Stored records
• • •

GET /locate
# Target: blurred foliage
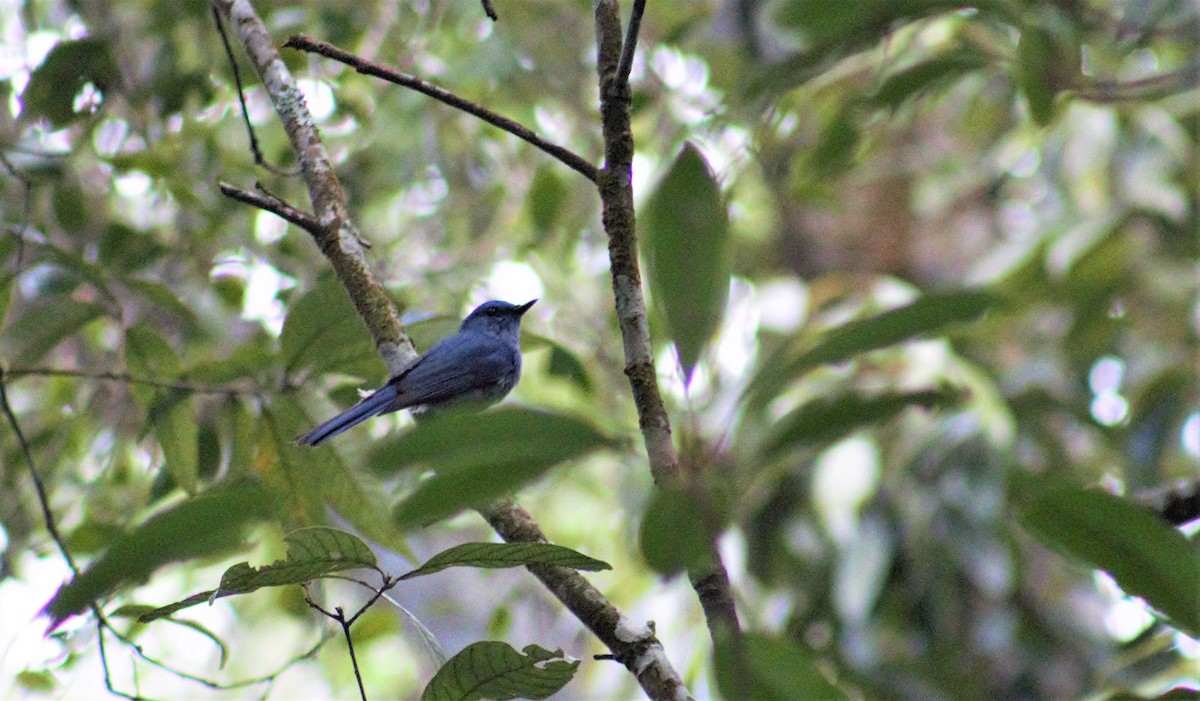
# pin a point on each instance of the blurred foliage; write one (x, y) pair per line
(959, 337)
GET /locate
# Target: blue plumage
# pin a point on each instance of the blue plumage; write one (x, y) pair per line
(478, 365)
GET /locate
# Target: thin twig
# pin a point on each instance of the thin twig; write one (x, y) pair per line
(339, 615)
(568, 157)
(219, 685)
(1143, 89)
(636, 647)
(27, 207)
(103, 665)
(43, 498)
(273, 204)
(259, 160)
(124, 377)
(641, 653)
(630, 46)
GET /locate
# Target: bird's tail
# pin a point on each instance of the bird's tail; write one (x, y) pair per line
(382, 401)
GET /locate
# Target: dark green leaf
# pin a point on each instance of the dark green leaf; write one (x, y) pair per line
(70, 65)
(673, 534)
(312, 553)
(927, 76)
(688, 252)
(1144, 555)
(1039, 60)
(149, 354)
(315, 478)
(324, 333)
(475, 442)
(479, 457)
(37, 682)
(565, 364)
(493, 670)
(545, 199)
(162, 297)
(77, 265)
(139, 610)
(45, 325)
(925, 317)
(199, 527)
(502, 555)
(771, 669)
(175, 427)
(831, 419)
(7, 282)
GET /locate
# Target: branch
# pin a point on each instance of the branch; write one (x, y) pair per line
(43, 498)
(337, 237)
(617, 205)
(630, 46)
(568, 157)
(636, 647)
(273, 204)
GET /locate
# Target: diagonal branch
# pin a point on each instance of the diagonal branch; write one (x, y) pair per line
(570, 159)
(637, 648)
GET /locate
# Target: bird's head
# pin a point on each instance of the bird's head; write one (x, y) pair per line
(498, 318)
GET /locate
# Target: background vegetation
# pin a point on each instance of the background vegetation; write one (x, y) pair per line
(923, 292)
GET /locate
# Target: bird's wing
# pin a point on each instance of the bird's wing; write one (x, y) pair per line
(456, 367)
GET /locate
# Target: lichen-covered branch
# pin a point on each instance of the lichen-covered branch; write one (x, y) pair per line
(712, 583)
(635, 646)
(337, 237)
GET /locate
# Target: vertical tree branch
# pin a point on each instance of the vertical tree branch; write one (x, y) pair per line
(617, 215)
(634, 646)
(615, 184)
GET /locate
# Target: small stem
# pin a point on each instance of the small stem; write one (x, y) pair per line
(568, 157)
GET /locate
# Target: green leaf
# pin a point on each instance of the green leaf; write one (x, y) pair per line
(37, 682)
(7, 283)
(45, 325)
(493, 670)
(1145, 556)
(70, 65)
(767, 667)
(312, 553)
(831, 419)
(928, 316)
(688, 252)
(149, 354)
(324, 333)
(177, 431)
(565, 364)
(315, 478)
(502, 555)
(480, 456)
(544, 199)
(139, 610)
(673, 534)
(199, 527)
(927, 76)
(77, 265)
(162, 297)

• • •

With the pictures left out, transcribe the material exactly.

SOLVED EXERCISE:
GET /locate
# Target: blurred foliage
# pin a point on each instance of the blurred foliage; write one (x, y) pair per line
(959, 337)
GET /locate
# Target: blue plumage
# pin a point on each instance of the blue plumage; write one (x, y) pair per line
(478, 365)
GET /locate
# Target: thin twig
# pin a point on each instance of the thin twig; write one (x, y) pair per line
(339, 615)
(568, 157)
(219, 685)
(1143, 89)
(636, 647)
(27, 207)
(103, 665)
(43, 498)
(273, 204)
(259, 160)
(124, 377)
(641, 653)
(630, 46)
GET /locate
# Target: bird's tail
# pin a point on each instance of the bird's tail; write one (x, y) pair per line
(382, 401)
GET /locate
# Target: dark green leaf
# pin a point on each instance of the dark green leaf; write one (x, y) pair per line
(70, 65)
(673, 534)
(312, 553)
(927, 76)
(688, 252)
(1144, 555)
(1039, 60)
(149, 354)
(315, 478)
(324, 333)
(475, 442)
(479, 457)
(37, 682)
(565, 364)
(493, 670)
(545, 199)
(162, 297)
(77, 265)
(139, 610)
(45, 325)
(925, 317)
(199, 527)
(502, 555)
(771, 669)
(175, 427)
(831, 419)
(7, 282)
GET /locate
# Target: branch
# pin a point on each instance of the branch; write one (x, y) pair per line
(43, 498)
(337, 237)
(617, 205)
(630, 46)
(568, 157)
(636, 647)
(273, 204)
GET /locate
# Target: diagonal branch
# pin a point on each instance of the diagonal branch; write one (x, y) pair per line
(570, 159)
(637, 648)
GET /locate
# Target: bird's head
# pin a point on each instance of the bird's head; write one (x, y) pair per line
(498, 318)
GET /locate
# Target: background vegetation
# pin a point on each instance of the background vegetation; write one (x, y) pair per line
(923, 292)
GET /locate
# Target: bird's wing
# pin a point on each instance of the bird's wing; write one (x, y) pair per line
(456, 367)
GET /locate
# Target: lichen-covered branch
# pin a point on each instance of the lichen-covered branch; write one (x, y) pair per line
(712, 583)
(635, 646)
(337, 237)
GET /locate
# Target: vertical tree branch
# pin a point on each instance of the vertical tree branch; write one (x, y) pair per line
(617, 215)
(634, 646)
(615, 184)
GET /locate
# Target: small stem
# pin a point on each instance of the small stem; write one (x, y) pair per line
(568, 157)
GET /locate
# Target: green leaf
# pin a point on each instance of the green leaf; write one (x, y) pair per line
(37, 682)
(7, 283)
(45, 325)
(493, 670)
(1145, 556)
(70, 65)
(767, 667)
(312, 553)
(831, 419)
(928, 316)
(688, 252)
(149, 354)
(324, 333)
(177, 431)
(565, 364)
(315, 478)
(502, 555)
(480, 456)
(544, 199)
(139, 610)
(673, 534)
(199, 527)
(927, 76)
(77, 265)
(162, 297)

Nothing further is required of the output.